__Exercise instructions__.
In duplicating the lines below, keep every word unchanged and drop the pictures.

__Supplied material__.
--- START ---
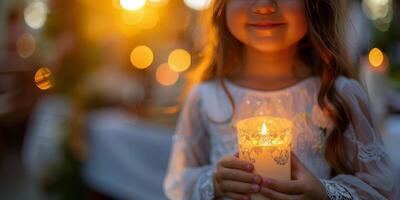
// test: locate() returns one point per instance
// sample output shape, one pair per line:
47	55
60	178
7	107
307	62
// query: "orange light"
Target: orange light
142	57
179	60
149	20
376	57
26	45
44	79
132	17
166	76
132	4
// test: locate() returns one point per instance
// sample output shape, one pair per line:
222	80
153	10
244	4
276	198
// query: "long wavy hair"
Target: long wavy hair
322	49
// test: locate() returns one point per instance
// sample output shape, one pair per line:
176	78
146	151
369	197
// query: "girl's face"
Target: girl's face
267	25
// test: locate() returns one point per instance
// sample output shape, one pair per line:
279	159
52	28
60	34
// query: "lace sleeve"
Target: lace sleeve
190	174
374	176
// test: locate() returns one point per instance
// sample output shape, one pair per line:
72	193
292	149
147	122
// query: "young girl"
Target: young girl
287	56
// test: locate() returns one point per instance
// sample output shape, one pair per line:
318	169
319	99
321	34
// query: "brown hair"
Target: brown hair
322	49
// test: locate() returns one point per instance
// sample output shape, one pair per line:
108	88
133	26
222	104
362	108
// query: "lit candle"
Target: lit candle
265	142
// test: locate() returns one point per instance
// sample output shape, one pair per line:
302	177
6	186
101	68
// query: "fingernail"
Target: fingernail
267	181
257	179
255	188
264	190
249	167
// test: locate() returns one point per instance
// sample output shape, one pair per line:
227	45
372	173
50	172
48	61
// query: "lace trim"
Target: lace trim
207	185
337	191
366	152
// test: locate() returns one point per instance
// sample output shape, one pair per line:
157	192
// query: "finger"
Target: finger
237	196
271	194
239	175
297	167
239	187
287	187
296	163
235	163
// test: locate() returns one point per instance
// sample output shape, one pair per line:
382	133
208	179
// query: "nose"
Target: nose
264	7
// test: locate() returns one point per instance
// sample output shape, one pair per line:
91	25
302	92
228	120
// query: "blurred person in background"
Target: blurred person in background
89	135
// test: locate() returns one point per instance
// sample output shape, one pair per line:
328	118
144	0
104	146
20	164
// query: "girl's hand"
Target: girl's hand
234	179
304	186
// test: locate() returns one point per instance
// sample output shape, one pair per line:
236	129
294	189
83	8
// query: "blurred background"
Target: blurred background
90	90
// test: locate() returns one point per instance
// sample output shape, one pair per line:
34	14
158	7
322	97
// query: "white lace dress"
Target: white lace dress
199	142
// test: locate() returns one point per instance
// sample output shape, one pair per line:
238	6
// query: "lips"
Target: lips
266	25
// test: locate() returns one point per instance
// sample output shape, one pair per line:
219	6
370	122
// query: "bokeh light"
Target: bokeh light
179	60
376	57
35	14
142	57
26	45
44	79
198	4
166	76
132	4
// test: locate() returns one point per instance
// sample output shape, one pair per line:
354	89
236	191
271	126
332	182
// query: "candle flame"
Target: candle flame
264	129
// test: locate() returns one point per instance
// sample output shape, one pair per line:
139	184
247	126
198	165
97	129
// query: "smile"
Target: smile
266	26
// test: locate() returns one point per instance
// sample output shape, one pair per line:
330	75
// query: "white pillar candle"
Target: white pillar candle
265	142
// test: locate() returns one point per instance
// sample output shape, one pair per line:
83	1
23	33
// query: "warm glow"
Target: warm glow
198	4
159	2
150	19
142	57
132	4
376	57
132	17
264	130
43	78
179	60
26	45
35	14
166	76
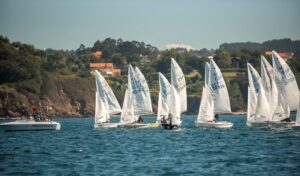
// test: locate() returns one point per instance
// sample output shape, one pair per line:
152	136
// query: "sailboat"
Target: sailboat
297	125
177	97
258	113
174	119
214	99
163	99
106	103
179	83
137	100
288	92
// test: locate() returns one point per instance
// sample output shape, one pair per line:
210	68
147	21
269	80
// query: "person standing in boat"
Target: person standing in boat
164	120
140	120
216	117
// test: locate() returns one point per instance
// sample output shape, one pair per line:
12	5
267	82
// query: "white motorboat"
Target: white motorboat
135	125
30	125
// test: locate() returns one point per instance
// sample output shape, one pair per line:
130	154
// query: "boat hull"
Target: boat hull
281	124
134	125
29	126
170	127
218	124
270	124
106	125
257	124
296	127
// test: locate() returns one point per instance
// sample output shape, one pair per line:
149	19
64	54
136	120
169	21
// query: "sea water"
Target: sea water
79	149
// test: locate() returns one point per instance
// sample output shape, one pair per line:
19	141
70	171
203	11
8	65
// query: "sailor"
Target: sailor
216	117
286	120
164	120
140	120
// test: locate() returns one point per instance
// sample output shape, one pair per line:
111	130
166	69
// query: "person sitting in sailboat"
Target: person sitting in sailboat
216	117
164	120
140	120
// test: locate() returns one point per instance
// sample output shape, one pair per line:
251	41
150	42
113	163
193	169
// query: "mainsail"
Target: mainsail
218	89
163	97
106	94
139	92
298	115
178	81
258	106
268	83
101	115
285	81
206	109
106	101
175	106
127	115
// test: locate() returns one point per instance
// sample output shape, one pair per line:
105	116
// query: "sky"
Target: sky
65	24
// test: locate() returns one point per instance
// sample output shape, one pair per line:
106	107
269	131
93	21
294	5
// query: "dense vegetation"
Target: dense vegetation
30	70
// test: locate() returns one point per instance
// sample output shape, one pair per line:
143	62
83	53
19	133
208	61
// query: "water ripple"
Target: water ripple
79	149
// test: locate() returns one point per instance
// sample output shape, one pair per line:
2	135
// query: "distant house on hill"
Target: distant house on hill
107	69
97	54
235	62
285	55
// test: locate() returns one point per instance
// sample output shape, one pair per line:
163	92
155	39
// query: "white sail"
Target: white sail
206	109
298	115
101	114
106	94
163	98
139	91
178	81
175	106
219	90
254	78
251	104
206	74
282	111
262	112
269	85
127	114
285	81
256	97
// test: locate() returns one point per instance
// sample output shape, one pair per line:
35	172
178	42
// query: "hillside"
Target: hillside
60	82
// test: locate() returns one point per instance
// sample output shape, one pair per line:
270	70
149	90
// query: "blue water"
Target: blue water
79	149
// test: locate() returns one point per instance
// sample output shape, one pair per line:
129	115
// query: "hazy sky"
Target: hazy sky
65	24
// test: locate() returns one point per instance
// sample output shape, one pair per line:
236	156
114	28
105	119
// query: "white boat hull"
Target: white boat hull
270	124
135	125
257	124
296	127
29	126
218	124
281	124
106	125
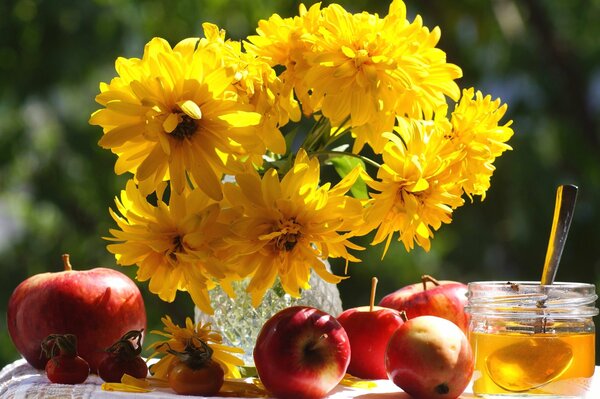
--- END ---
__Expected output__.
// test: locate() returns one point per instance
// sample output shape, one pair per line:
47	55
60	178
7	107
307	62
// query: "orange light"
Target: orange light
142	57
179	60
149	20
376	57
26	45
44	79
132	17
166	76
132	4
// test: locate() returns one point per instance
// sample output shape, one pair per line:
222	80
153	10
244	4
276	198
// query: "long wavy hair"
Target: long wavy hair
322	49
// test: locate() returns one point per instance
// sample output shape, one pair per line:
176	78
146	151
369	197
// query: "girl's face"
Target: girl's face
267	25
// test: locate() returns one point per instance
// sample output shape, one pair per line:
279	159
52	28
60	34
// query: "lace sleeve"
Target: lace sleeve
190	174
374	176
// test: locate() returns one point per instance
// sample output shape, one pair per line:
72	193
292	149
147	122
// query: "young girl"
Target: young girl
287	56
// test: locate() returns one point per instance
// sample output shape, one pair per line:
318	169
319	99
321	34
// query: "brown hair"
Target: brown hair
322	49
// test: locate() returns one point per instance
// sample output shape, one pair per line:
108	88
133	26
222	104
362	108
// query: "lit candle"
Target: lit candle
265	142
// test: locate() returns one point per instance
// sample output shape, one pair per line:
302	177
6	186
101	68
// query: "fingernail"
Target: fingernail
267	181
257	179
255	188
264	190
249	167
// test: locate() returns one point per instance
// sample output shape, one pair per line:
227	45
372	173
50	172
48	61
// query: "lace trim"
Target: lace trim
207	185
337	191
366	152
// test: locate() returns one point per instance
// sample output shape, one pair per line:
157	192
// query: "finger"
Target: finger
237	196
271	194
239	175
297	167
239	187
287	187
296	163
235	163
// test: locate() returns one point per instance
// sample output shape, one pair per line:
382	133
208	179
// query: "nose"
Target: nose
264	7
// test: locate() returns one point per instance
// sample output shape, one pair per line:
91	25
302	92
228	120
// query: "blurred person in background"
Target: blurred person in background
89	135
// test: locate() returns one point per instance
// sample output shape, one pair per line:
328	118
144	0
104	146
20	164
// query: "girl's hand"
Target: girl's hand
234	179
304	186
// test: locate() returns one point per instance
// sample output shape, one pair per line:
236	129
294	189
83	8
// query: "blurred background"
Target: blurred background
90	90
// test: locate() returns one point per instance
// sample output shape, one pair per line:
34	14
158	7
322	97
// query: "white lace dress"
Target: white lace dress
199	142
// test: locate() returns one point per instance
// sample output shape, one pair per line:
238	6
// query: "lips"
Target: lips
266	25
// test: locate() returns one point per instance
// sample output shape, one pair per line:
219	6
370	122
// query: "bokeh light"
Target: bokeh light
179	60
376	57
35	14
142	57
26	45
44	79
198	4
166	76
132	4
// test: locate() returns one point per instance
// sample output shape, one pair per line:
354	89
236	191
271	126
332	182
// query: "candle flame"
Target: candle flame
264	129
// test: locate() returns one point per instance
// sample output shape, one pair per line:
139	184
247	126
198	165
97	129
// query: "smile"
Target: smile
266	26
// test: locate() returns one point per instance
// sample output shape, one pair per line:
330	75
// query: "white pillar candle"
Target: white pillar candle
265	142
// test: locate() returns one point per instance
// sample output shape, one pair per line:
83	1
23	33
// query: "warm glow"
Target: warm glow
198	4
159	2
150	19
142	57
132	4
376	57
132	17
264	130
43	78
179	60
26	45
35	14
166	76
// test: locate() returns one point per instance
// sample output shape, one pair per line:
152	136
// query: "sailboat"
Target: sailboat
297	125
177	97
258	113
174	119
214	99
163	99
106	103
179	83
137	100
288	92
// test: locate() returns one point per instance
// sample output shape, one pair per line:
210	68
147	21
269	80
// query: "person standing in boat"
Target: person standing in boat
164	120
140	120
216	117
// test: locate() returns one point per instance
// sample output shape, one pair per line:
12	5
267	82
// query: "white motorboat"
Target: white motorboat
135	125
30	125
// test: locate() returns one point per instance
// sample output shape, one pair per line:
130	154
// query: "boat hull"
Target: boat hull
281	124
134	125
29	126
170	127
218	124
270	124
106	125
257	124
296	127
// test: locate() returns one point per instance
// sample output shape, one pair per line:
149	19
64	54
136	120
169	21
// query: "sea water"
Target: sea water
79	149
// test: locate() returns one point per instance
// sample output shape, one pair per line:
19	141
70	171
203	11
8	65
// query: "sailor"
Target: sailor
216	117
286	120
164	120
140	120
// test: locate() returns one point per instance
// sample output shape, one pair per line:
111	130
166	69
// query: "person sitting in sailboat"
Target: person sitting in sailboat
216	117
164	120
140	120
// test: locate() returns one point per instance
// sample output shape, one pair per line:
251	41
150	42
113	163
193	169
// query: "mainsail"
Target: mainsail
218	89
163	97
106	94
139	92
298	115
178	81
258	106
268	83
101	115
285	81
206	109
106	101
175	106
127	115
// test: locate() returns one point per instance
// sample output shape, one pair per line:
105	116
// query: "sky"
Target: sky
65	24
// test: locate() returns one point per instance
// sample output shape, one pair per line:
106	107
269	131
93	21
294	5
// query: "dense vegetation"
Target: dense vegetation
30	70
// test: locate() returns one point per instance
// sample output shape, one pair per line:
143	62
83	53
19	133
208	61
// query: "water ripple"
Target: water ripple
79	149
// test: locate() returns one point per instance
// sample output shape, one pair per line:
2	135
// query: "distant house on hill"
Target: distant house on hill
107	69
97	54
235	62
285	55
// test: locate() returns one point per instance
// sample output shape, one pair per line:
163	92
155	39
// query: "white sail"
Target: white sail
206	109
298	115
101	114
106	94
163	98
139	91
178	81
175	106
219	90
254	78
251	104
206	74
282	111
262	112
269	85
127	114
285	81
256	97
// test: locate() returns one point per instance
// sample output shape, one pair per line:
35	172
178	42
// query: "hillside"
Target: hillside
60	82
// test: locate() returns one point per instance
// sample output shape, one pair per line:
270	70
149	90
// query: "blue water"
Target: blue water
79	149
// test: locate() returns one point per instance
// sample output shape, one pair per line:
129	115
// query: "hazy sky"
Target: hazy sky
65	24
// test: locate() returns one point per instance
// sample output shape, one pair per line:
236	156
114	28
105	119
// query: "white boat hull"
Target: white boat hull
270	124
135	125
257	124
296	127
29	126
218	124
281	124
106	125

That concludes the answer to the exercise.